> _AIM OF THE TASK_
Rewrite only the rows below from the one containing "Would you mind tagging the red saddle" through the end of the rows, changing "single point" to "single marker" and leaving everything else as it is.

> _MATERIAL SUPPLIED_
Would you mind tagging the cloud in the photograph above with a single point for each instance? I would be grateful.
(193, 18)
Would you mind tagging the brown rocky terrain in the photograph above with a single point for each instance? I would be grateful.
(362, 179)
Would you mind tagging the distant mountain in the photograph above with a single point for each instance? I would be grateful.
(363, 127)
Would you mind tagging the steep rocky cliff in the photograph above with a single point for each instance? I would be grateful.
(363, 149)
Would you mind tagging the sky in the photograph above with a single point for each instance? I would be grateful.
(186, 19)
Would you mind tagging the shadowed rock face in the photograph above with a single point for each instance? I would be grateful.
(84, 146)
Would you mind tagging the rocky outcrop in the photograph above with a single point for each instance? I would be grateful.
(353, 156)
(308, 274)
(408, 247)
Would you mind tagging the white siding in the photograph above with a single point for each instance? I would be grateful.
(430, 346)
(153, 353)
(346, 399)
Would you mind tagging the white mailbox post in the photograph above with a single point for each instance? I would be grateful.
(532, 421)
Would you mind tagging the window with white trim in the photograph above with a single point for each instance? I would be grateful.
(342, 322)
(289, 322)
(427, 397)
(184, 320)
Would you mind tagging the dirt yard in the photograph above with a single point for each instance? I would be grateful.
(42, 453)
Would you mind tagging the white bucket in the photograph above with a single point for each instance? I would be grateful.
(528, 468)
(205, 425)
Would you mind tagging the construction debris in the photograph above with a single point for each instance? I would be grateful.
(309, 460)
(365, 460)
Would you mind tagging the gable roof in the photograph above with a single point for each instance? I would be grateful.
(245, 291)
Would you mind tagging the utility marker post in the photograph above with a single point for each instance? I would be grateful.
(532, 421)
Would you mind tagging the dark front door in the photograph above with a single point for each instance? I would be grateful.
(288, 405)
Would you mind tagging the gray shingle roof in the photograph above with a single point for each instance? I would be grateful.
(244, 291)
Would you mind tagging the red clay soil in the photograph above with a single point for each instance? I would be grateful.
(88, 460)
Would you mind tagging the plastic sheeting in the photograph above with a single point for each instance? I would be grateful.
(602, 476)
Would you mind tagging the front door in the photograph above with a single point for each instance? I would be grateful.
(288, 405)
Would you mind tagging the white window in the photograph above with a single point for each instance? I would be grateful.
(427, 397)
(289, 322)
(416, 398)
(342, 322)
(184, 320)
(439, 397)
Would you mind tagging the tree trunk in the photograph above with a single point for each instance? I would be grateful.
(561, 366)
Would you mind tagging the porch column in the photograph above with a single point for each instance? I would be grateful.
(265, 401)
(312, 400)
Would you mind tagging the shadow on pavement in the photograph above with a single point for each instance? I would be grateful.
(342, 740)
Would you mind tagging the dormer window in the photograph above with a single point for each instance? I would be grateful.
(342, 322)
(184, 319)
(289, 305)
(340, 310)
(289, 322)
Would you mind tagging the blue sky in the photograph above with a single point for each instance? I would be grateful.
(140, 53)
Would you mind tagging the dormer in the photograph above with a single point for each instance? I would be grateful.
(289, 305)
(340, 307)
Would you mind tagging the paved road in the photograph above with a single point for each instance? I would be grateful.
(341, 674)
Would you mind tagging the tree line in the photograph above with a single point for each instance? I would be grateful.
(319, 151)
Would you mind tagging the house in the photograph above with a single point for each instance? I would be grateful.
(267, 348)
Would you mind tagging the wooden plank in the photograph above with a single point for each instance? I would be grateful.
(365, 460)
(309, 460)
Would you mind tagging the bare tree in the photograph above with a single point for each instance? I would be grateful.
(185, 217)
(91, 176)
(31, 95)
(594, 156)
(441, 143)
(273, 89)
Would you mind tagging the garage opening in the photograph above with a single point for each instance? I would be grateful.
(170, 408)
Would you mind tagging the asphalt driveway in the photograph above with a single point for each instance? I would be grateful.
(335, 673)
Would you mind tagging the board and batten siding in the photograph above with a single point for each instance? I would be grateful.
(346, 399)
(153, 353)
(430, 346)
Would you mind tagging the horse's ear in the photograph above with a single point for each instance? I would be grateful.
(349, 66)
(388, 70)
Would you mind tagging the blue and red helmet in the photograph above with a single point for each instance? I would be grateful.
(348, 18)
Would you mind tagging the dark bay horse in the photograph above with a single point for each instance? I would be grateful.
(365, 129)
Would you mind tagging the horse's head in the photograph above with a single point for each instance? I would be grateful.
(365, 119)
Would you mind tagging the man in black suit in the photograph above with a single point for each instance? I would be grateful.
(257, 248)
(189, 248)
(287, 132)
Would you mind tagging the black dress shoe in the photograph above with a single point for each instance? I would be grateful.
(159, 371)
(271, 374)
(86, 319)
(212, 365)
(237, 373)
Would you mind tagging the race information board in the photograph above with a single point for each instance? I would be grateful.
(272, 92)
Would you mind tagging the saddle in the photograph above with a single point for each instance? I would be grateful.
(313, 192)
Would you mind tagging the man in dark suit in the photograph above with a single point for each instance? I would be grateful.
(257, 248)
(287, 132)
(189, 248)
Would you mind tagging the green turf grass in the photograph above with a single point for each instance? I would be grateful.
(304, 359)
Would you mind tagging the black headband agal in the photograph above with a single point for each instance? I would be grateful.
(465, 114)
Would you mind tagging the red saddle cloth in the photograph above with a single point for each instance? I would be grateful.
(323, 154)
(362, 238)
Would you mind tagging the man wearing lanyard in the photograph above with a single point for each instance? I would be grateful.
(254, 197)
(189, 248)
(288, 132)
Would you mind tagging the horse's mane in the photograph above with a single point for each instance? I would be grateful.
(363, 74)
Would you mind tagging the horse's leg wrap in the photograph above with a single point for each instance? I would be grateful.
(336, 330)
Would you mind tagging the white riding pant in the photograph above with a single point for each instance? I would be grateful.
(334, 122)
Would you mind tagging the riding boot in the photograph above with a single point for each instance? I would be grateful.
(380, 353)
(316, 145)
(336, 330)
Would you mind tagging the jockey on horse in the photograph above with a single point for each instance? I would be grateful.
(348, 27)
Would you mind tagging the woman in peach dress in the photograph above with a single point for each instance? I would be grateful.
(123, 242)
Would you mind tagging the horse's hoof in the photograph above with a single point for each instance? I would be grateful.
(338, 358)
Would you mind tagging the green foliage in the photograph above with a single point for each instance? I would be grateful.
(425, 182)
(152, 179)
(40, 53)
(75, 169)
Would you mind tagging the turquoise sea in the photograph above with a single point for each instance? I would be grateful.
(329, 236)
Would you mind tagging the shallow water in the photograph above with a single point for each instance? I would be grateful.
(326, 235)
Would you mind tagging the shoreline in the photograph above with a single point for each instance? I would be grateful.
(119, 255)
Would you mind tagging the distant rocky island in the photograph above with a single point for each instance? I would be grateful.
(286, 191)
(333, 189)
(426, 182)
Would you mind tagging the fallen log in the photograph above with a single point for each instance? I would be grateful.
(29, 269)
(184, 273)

> _CORRECT OUTPUT_
Would you mind tagging the red saddle cloth in the photograph above with a single marker for each instance? I would be grateful.
(323, 154)
(362, 238)
Would you mind tagging the man wearing lanyard in the photograph above with a single marker for each instance? I would be grateful.
(254, 197)
(189, 248)
(288, 132)
Would you mind tagging the horse's mane in the photograph above with a single marker for each instance? I would be grateful.
(363, 74)
Would you mind tagging the horse's leg wrap in the photograph above with a single marker for each instance? I would be grateful.
(336, 330)
Would you mind tagging the white riding pant in the photograph above with a single marker for each instance? I would be grateful.
(334, 122)
Would you mind tagging the riding boot in the photograph above with a single marker for each instance? I would be grateful.
(380, 353)
(316, 145)
(336, 330)
Would you mind tagging the jockey on horse in the photograph above with a single marker for each instance? I would be grateful.
(348, 27)
Would you mind tagging the woman in peach dress in the photograph above with a single marker for each instance? I would be grateful.
(123, 242)
Would you mind tagging the horse's hoof in the photograph above with a single marker for each instance? I would be grateful.
(338, 358)
Would you mind tagging the green foliage in the photograph above with a single marker for each instance? I would be grateful.
(425, 182)
(152, 179)
(40, 53)
(75, 169)
Would you mind tagging the turquoise sea in the photograph above with a single marker for each instance? I would be grateful.
(329, 236)
Would you mind tagging the shallow water in the photograph above with a single marker for each instance? I would be grateful.
(326, 235)
Would you mind tagging the shoreline in the photograph above with a single marker for each instance? I would be grateful.
(119, 255)
Would you mind tagging the distant rocky island in the photograph above with a single marker for each instance? I would be grateful.
(286, 191)
(333, 189)
(426, 182)
Would you mind tagging the fallen log in the photograph above with a single marker for each instance? I would be grateful.
(29, 269)
(184, 273)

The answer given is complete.